• [Extrait]
______________________________

DUNE semble être connu et inconnu. Tout le monde en a entendu parler (surtout en ce moment) mais peu de monde l'a lu. Il est pourtant un fondement universel et intemporel pour tout ce qui viendra après. Pourquoi ? Difficile de répondre à cette question nécessitant bien plus que quelques lignes d'une bafouille imparfaite. DUNE est riche, épique et grandiose mais en même temps bien plus que cela.
Lors de ces 800 et quelques pages de ce premier tome (!), on plonge dans cet univers pour se fracasser le nez sur les hermétiques cent premières pages. Toutefois, ces pages sont le fondement d'une histoire aux multiples thématiques toujours aussi contemporaines plus de cinquante ans après sa publication. Le style d'Herbert peut en rebuter plus d'un tant son écriture s'avère froide et précise mais étonnamment percutante dans sa description des rapports humains, cynique dans son analyse de l'Humanité et de sa société. Il parvient même à atteindre le sublime dans son ambiance au gré de quelques scènes mémorables.
"Le besoin pressant d'un univers logique et cohérent est profondément
ancré dans l'inconscient humain. Mais l'univers réel est toujours à un
pas au-delà de la logique."
Lorsque l'on comprend que l'auteur ne nous fera pas de cadeau pour expliciter telle ou telle idée composant son univers sans fin, on réalise que DUNE est un roman sur le lâcher-prise. Un roman traversé de pensées philosophiques profondes et inspirantes, de moments de bravoures à la puissance évocatrice certaines et d'instants hors du temps captant l'essence de la vie. Herbert de par son développement de l'intrigue (au demeurant parfaitement ficelée et rythmée) parviendra à faire appréhender les éléments, les textures, les odeurs et les couleurs. On ressent l'ensemble des éléments constituant la vie et cette planète aussi desséché qu'elle est riche. Mais cela nécessite un lâcher-prise pour enfin ressentir plus que comprendre.

______________________________

• [Données enregistrées]
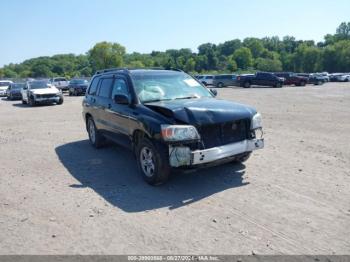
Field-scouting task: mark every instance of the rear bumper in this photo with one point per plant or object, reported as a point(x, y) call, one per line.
point(184, 157)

______________________________

• [Exercices à faire]
1. Répondez aux questions suivantes d'après la critique de DUNE.
(a) Combien de pages compte le premier tome ?
(b) Quels deux adjectifs qualifient d'abord l'écriture d'Herbert ?
(c) Sur quoi DUNE est-il un roman, selon la critique ?
2. Prolongez la critique de DUNE à partir de sa dernière phrase.
Le matériel placé après le texte est indépendant de celui-ci.

• [Corrigés par exercice]
1.
(a) Il compte 800 et quelques pages.
(b) Elle est qualifiée de froide et précise.
(c) C'est un roman sur le lâcher-prise.

2.
"La véritable richesse d'une planète est dans ses paysages, dans le
rôle que nous jouons dans cette source primordiale de civilisation :
l'agriculture."
Parmi les grandes thématiques abordées par l'auteur, l'écologie tient une place prépondérante dans cette trinité qu'elle forme avec la religion et la politique. En développant ce point, il révèle les principales préoccupations du siècle dernier et du nôtre. Comme en avance sur son temps et les réflexions menées aujourd'hui, Herbert interroge notre rapport à la nature, notre amour pour celle-ci et le soin que nous devons y porter. Il garde d'ailleurs un point de vue extrêmement optimiste que nous n'avons peut-être plus à ce jour. Tout ces éléments sont brassés au travers de notre lien ténu avec la spiritualité innée de l'être humain ici développée et opposée à la religion dépeinte de manière cynique et maléfique dans sa posture d'institution gouvernante. Quand en plus se trouve impliqué la politique, toujours au centre des enjeux de l'Humanité, dont les rouages son clairs pour Herbert, on obtient un roman d'une densité folle. Au risque de perdre des lecteurs, l'auteur ira au bout de sa démarche et ses idées aux détours de scènes et séquences remarquables ; parangon de sa pensée et grands moments de ma vie de lecteur.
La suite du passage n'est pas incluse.